Text-to-region grounding data
.....

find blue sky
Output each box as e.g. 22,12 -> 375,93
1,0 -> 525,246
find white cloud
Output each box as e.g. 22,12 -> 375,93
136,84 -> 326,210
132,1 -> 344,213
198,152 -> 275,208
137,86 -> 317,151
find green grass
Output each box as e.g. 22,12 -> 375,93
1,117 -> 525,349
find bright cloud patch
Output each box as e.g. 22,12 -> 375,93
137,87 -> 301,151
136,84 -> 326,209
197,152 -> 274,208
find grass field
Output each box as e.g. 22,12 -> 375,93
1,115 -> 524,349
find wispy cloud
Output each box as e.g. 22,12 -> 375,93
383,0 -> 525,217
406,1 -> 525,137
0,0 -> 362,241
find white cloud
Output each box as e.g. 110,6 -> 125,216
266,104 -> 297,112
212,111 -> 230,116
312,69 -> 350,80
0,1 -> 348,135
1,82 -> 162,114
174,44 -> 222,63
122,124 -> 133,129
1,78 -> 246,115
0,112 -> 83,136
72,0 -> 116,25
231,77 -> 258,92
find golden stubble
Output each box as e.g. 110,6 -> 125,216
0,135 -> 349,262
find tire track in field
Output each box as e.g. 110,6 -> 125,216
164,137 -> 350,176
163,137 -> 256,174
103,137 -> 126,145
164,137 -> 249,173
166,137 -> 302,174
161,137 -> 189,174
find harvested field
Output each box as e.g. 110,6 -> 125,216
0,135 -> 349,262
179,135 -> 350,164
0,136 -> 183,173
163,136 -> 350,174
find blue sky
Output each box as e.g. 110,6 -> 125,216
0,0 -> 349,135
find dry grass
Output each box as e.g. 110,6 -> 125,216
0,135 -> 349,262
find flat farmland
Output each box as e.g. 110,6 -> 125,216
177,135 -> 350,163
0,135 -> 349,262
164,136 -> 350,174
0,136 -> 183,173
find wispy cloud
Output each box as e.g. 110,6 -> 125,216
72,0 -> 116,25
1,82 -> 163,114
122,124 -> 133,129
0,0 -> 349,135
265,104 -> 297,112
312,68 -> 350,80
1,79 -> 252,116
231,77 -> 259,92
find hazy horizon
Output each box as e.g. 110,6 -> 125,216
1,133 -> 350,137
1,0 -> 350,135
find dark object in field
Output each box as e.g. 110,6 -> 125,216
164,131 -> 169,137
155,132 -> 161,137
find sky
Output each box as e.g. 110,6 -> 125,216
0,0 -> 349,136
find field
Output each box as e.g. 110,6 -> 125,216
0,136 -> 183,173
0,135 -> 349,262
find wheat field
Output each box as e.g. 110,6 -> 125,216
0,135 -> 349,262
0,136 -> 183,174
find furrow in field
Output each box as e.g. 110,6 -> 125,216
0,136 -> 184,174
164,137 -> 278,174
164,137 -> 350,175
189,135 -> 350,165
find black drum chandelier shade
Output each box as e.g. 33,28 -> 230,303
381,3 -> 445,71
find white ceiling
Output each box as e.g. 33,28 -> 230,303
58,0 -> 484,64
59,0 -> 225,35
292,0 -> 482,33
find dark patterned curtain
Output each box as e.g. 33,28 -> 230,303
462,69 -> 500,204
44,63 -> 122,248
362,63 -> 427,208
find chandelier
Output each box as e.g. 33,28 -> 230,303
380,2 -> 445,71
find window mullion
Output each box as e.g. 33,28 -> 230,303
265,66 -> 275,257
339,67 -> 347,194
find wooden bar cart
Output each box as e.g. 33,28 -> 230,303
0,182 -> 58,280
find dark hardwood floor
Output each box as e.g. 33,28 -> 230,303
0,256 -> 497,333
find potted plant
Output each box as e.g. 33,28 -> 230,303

.....

** TASK OBJECTIVE **
Print the records again in full, exactly as they appear above.

** REPLY TO THE TASK **
find blue sky
Output each box as e.g. 22,12 -> 375,93
1,0 -> 525,246
find white cloud
Output each box as e.g. 22,12 -> 375,93
136,84 -> 326,210
132,1 -> 344,213
198,152 -> 275,208
137,86 -> 317,151
find green grass
Output each box as e.g. 22,12 -> 375,93
1,117 -> 525,349
find bright cloud patch
Output each box as e.g. 22,12 -> 375,93
137,87 -> 301,151
136,84 -> 326,209
197,152 -> 274,208
find grass field
Output each box as e.g. 22,12 -> 375,93
1,115 -> 524,349
find wispy cloud
Output each box as e.g. 22,12 -> 375,93
383,0 -> 525,217
406,1 -> 525,137
0,0 -> 362,241
find white cloud
Output each box as e.g. 110,6 -> 125,216
266,104 -> 297,112
212,111 -> 230,116
312,69 -> 350,80
0,1 -> 348,135
1,82 -> 162,114
174,44 -> 222,63
122,124 -> 133,129
1,78 -> 246,115
0,112 -> 83,136
72,0 -> 116,25
231,77 -> 258,92
find golden stubble
Output each box as e.g. 110,6 -> 125,216
0,135 -> 349,262
find tire track in field
Output each box as e.g. 110,6 -> 125,216
164,137 -> 350,176
163,137 -> 256,174
103,137 -> 126,145
164,137 -> 249,173
166,137 -> 302,174
161,137 -> 189,174
find harvested field
Output each box as e.g. 110,6 -> 125,216
0,135 -> 349,262
179,135 -> 350,164
0,136 -> 183,173
163,136 -> 350,174
find blue sky
Output each box as e.g. 110,6 -> 125,216
0,0 -> 349,135
find dry grass
Output each box as e.g. 110,6 -> 125,216
0,135 -> 349,262
find flat farmland
Output each box as e.g. 110,6 -> 125,216
177,135 -> 350,163
0,135 -> 349,262
164,136 -> 350,174
0,136 -> 183,173
find wispy cloud
Output each box as e.g. 110,6 -> 125,216
72,0 -> 116,25
1,82 -> 163,114
122,124 -> 133,129
0,0 -> 349,135
265,104 -> 297,112
312,68 -> 350,80
1,79 -> 252,116
231,77 -> 259,92
find hazy horizon
Output each box as e.g. 110,6 -> 125,216
1,133 -> 350,137
1,0 -> 350,135
find dark object in field
Output each box as e.g. 110,6 -> 125,216
164,131 -> 169,137
155,132 -> 161,137
find sky
Output each box as e.g. 110,6 -> 125,216
0,0 -> 349,136
find field
Output each box as e.g. 110,6 -> 125,216
0,136 -> 183,173
0,135 -> 349,262
find wheat field
Output each box as e.g. 110,6 -> 125,216
0,135 -> 349,262
0,136 -> 183,174
find furrow in field
Output each box as e.g. 110,6 -> 125,216
0,136 -> 184,174
164,137 -> 278,174
164,137 -> 350,175
189,135 -> 350,165
find black drum chandelier shade
Output each box as e.g. 33,28 -> 230,303
381,3 -> 445,71
find white ceiling
Output each box as e.g. 33,28 -> 230,303
58,0 -> 484,64
59,0 -> 225,35
292,0 -> 482,33
find dark patterned curtain
Output each box as e.g. 33,28 -> 230,303
462,69 -> 500,204
44,63 -> 122,248
362,63 -> 427,208
find chandelier
Output each box as e.g. 33,28 -> 230,303
380,2 -> 445,71
find window mullion
Output each box as e.g. 33,28 -> 230,303
265,66 -> 275,257
339,67 -> 347,194
find wooden bar cart
Output each box as e.g. 33,28 -> 230,303
0,182 -> 58,280
find dark hardwood floor
Output each box as e.g. 33,28 -> 230,303
0,256 -> 497,333
find potted plant
Output each box as e.g. 33,28 -> 230,303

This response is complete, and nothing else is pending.